Document text:
The counselor of a 15-year-old boy charged with killing four students at his Michigan high school says he told the teen’s parents the morning of the shootings that he believed their son was a threat to himself and needed mental health support.

“I said as soon as possible, today if possible,” Shawn Hopkins testified Thursday in the preliminary examination for Jennifer and James Crumbley. But, he testified, Jennifer Crumbley told him, “today was not an option because they had to return to work.”

“I didn’t want Ethan to be alone at home,” Hopkins added.

Ethan Crumbley is charged as an adult with first-degree murder, assault with intent to murder, terrorism and gun charges in the Nov. 30 shooting at Oxford High School, about 30 miles (50 kilometers) north of Detroit. In addition to the four students slain, six other students and a teacher were wounded.

The judge presiding over the proceedings in Rochester Hills District Court will decide if there’s enough evidence to send the Crumbleys to trial for involuntary manslaughter. They are accused of making the gun used in the shooting available to the teen and failing to intervene when he showed signs of mental distress at home and at school.

On the morning of the shooting, Ethan’s parents were summoned to the school and confronted with his drawings, which included a handgun and the words: “The thoughts won’t stop. Help me.” Authorities said the parents refused to take him home after the 13-minute meeting.

Hopkins testified that he provided Ethan’s parents with a list of mental health support resources at that meeting and that as it was ending Jennifer Crumbley asked, “Are we done?”

“I wrote Ethan a pass back to class,” Hopkins continued. “I told him, ‘I just want you to know I care about you.’ I don’t remember them saying goodbye (to Ethan).”

Earlier Thursday, defense attorneys asked Oakland County sheriff’s Detective Edward Wagrowski whether he thought Jennifer and James Crumbley were aware their son was planning the shooting.

Videos and texts between Ethan and his friend, Brady, in August show Ethan with a gun and inviting Brady to a gun range, said Shannon Smith, Jennifer Crumbley’s attorney.

“The friend is saying things like ‘Nice. Now pull the trigger. jk, jk, jk,’” Smith told Wagrowski, who explained that “jk” is shorthand for “just kidding.”

“Ethan responds about how his dad left the gun out but Ethan knows gun safety so its no problem. And then he says: ‘Now, it’s time to shoot up the school. JK JK JK JK,’” Smith said.

“This conversation existed between Ethan and his friend, but there is not any kind of conversation like this between Ethan and his mother or Ethan and his father?” Smith asked, to which Wagorwski responded “no.”

Record set:
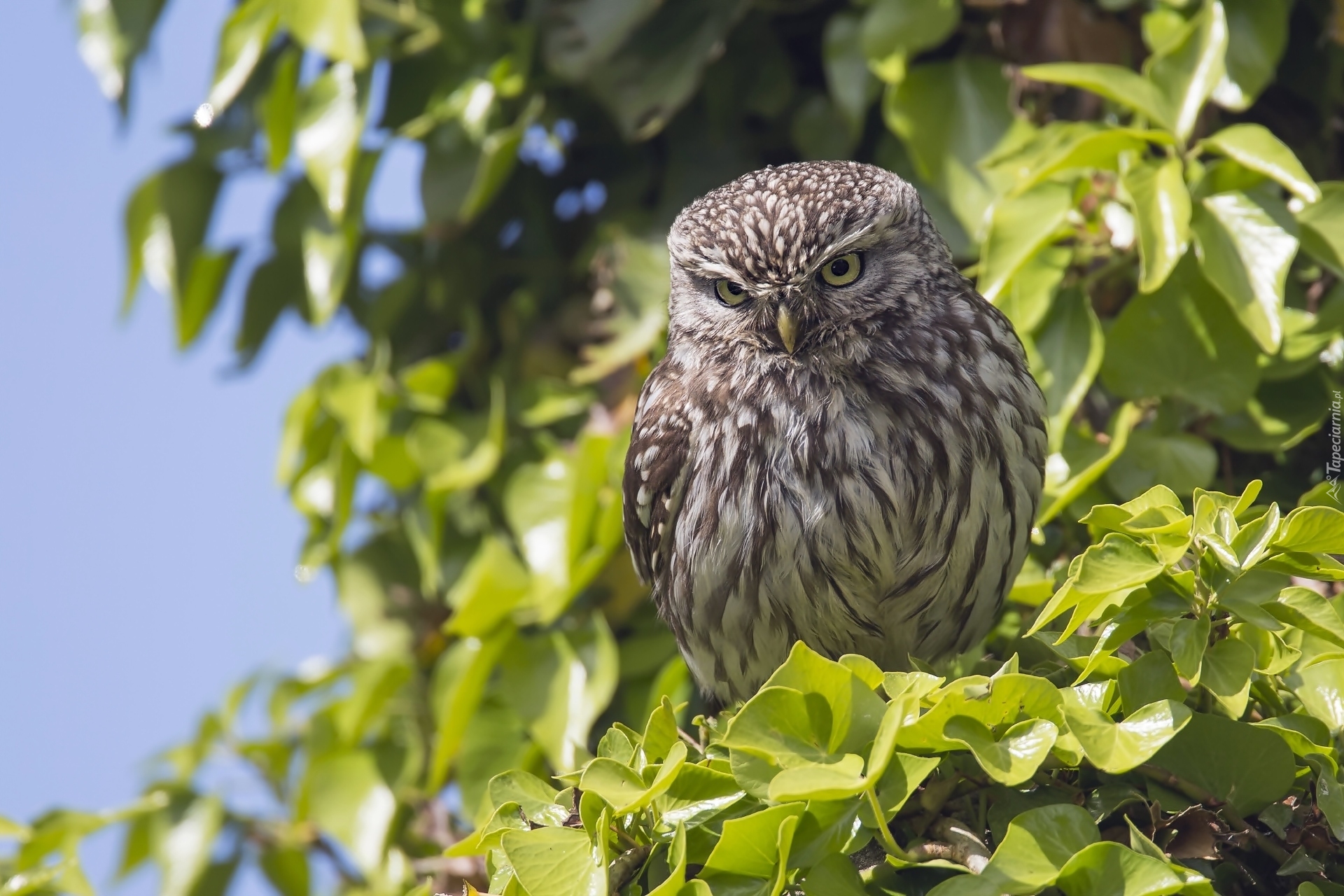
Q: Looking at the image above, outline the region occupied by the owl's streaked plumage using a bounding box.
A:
[625,162,1046,703]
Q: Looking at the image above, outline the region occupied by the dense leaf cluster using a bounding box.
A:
[8,0,1344,896]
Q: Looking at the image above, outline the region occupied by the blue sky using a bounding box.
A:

Work instruction 1:
Reproduce the passage of the article on the Crumbley hearing verbatim, starting with "Earlier Thursday, defense" and going on through "planning the shooting.".
Work instruction 2:
According to the article on the Crumbley hearing, how long did the meeting with Ethan's parents on the morning of the shooting last?
Work instruction 3:
Write the next part of the article on the Crumbley hearing, picking up after its final sentence.
The material isn't needed for anything here.

Exercise output 1:
Earlier Thursday, defense attorneys asked Oakland County sheriff’s Detective Edward Wagrowski whether he thought Jennifer and James Crumbley were aware their son was planning the shooting.

Exercise output 2:
13 minutes.

Exercise output 3:
But prosecutors alluded to a disconnect between Ethan and his parents, including texts to his friend in which he talks about his “dark side.”

“In a text on April 5, 2021, Ethan writes: ‘Now my mom thinks I take drugs. Like she thinks the reason why I’m so mad and sad all the time is because I take drugs, and she doesn’t worry about my mental health,’” assistant prosecutor Marc Keast said. “And then he writes: ’They make me feel like I’m the problem.’”

A day before the shooting, the school left a voicemail for Jennifer Crumbley informing her that a teacher was concerned that Ethan had been searching for ammunition online using his phone. A sheriff’s office computer crimes investigator testified Feb. 8 at the couple’s preliminary examination that she later asked her son in a text if he “at least” showed school officials a photo of the gun the parents gave Ethan as an early Christmas gift.

The Crumbleys are jailed on $500,000 bond. The case against them is highly unusual because parents are rarely held criminally responsible for teens accused in mass school shootings.

The Crumbleys’ attorneys have insisted the couple didn’t know their son might be planning an attack and didn’t make the gun easy to find in their home.

Last month, Ethan Crumbley’s attorneys filed a notice of an insanity defense.

He is lodged alone in a cell in the Oakland County Jail’s clinic to keep him from seeing and hearing adult inmates. Defense attorneys want him moved to a juvenile facility, but prosecutors say he would pose a potential risk of harm to the safety of other juveniles.

An Oakland County Circuit Court judge said during a hearing for Ethan Crumbley on Tuesday that he expected to have a ruling by early next week on whether the teen will remain in the adult jail or be transferred to the county’s Children’s Village.

Williams reported from West Bloomfield, Michigan.